Text section →

Mind Matters — Timefulness

If the present and the future of individuals and families are heavily influenced by past history, it should be no surprise that earth itself is likewise dependent upon time. Geologist Marcia Bjornerud, in her book, Timefulness: How Thinking Like a Geologist Can Help Save the World, addresses the intersection of the multigenerational history of humanity with the planet. “… if more people understood our shared history and destiny as Earth dwellers, we might treat each other, and the planet, better,” says Bjornerud.

Astronauts see earth from space as one unified sphere; natural scientists, such as geologists, consider earth beyond the boundaries of political regimes, “unified by the fact that we are all citizens of a planet whose tectonic, hydrologic, and atmospheric habits ignore national boundaries.”

I am reminded in a personal way, how, for example, property boundaries are an artifact of our own making. We forget that the divisions of “ownership” of land do not take into account the continuous ecostructure and landscape that defies such categorizations. Years ago, in Western Pennsylvania, we lived in a little house on a hill and five acres. Next “door” to us—at quite a distance—was a church which decided to build a huge roofed picnic grove on land a little higher than ours. The result of building this structure without any consideration for water runoff meant that when it rained, a depression on our property would overflow and pour into our basement. We deepened the depression into a gully. The church did nothing to rectify the runoff.

Supplied entries →
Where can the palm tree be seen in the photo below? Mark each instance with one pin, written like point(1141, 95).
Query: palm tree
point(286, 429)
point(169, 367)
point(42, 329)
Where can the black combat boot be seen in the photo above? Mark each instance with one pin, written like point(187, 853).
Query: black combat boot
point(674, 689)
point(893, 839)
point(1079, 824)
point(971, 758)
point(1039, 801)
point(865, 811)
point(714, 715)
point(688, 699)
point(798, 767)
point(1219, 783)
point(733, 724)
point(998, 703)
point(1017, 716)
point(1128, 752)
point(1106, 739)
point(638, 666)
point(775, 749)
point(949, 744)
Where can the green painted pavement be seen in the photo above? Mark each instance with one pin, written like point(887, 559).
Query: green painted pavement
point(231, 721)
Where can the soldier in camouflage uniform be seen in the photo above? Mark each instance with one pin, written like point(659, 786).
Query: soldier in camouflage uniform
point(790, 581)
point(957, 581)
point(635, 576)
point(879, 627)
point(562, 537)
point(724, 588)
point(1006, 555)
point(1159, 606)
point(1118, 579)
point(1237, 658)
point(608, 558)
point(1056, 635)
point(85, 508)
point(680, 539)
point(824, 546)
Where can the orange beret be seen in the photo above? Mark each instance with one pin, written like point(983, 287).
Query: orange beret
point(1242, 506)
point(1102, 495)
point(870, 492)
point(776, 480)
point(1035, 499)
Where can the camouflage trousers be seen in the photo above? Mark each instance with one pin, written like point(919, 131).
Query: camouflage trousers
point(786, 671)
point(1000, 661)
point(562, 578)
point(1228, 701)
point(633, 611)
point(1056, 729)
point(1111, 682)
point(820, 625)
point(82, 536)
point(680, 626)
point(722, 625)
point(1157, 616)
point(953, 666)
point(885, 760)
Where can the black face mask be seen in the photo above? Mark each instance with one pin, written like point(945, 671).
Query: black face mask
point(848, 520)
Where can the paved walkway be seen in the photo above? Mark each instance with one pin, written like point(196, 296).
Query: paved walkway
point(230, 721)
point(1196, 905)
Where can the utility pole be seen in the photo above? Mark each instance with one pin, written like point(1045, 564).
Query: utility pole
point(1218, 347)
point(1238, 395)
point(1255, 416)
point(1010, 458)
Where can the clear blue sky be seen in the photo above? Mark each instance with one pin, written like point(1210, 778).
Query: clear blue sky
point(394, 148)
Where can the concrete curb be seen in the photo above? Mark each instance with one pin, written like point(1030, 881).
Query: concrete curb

Assignment 1 →
In the Timefulness essay, what did the church near the writer's Western Pennsylvania home build?
Assignment 2 →
Repeat the Timefulness essay word for word between "I am reminded" and "rectify the runoff.", inclusive.
The listing comes from a different source than the essay.

Answer box 1 →
A huge roofed picnic grove, on land a little higher than the writer's family's property.

Answer box 2 →
I am reminded in a personal way, how, for example, property boundaries are an artifact of our own making. We forget that the divisions of “ownership” of land do not take into account the continuous ecostructure and landscape that defies such categorizations. Years ago, in Western Pennsylvania, we lived in a little house on a hill and five acres. Next “door” to us—at quite a distance—was a church which decided to build a huge roofed picnic grove on land a little higher than ours. The result of building this structure without any consideration for water runoff meant that when it rained, a depression on our property would overflow and pour into our basement. We deepened the depression into a gully. The church did nothing to rectify the runoff.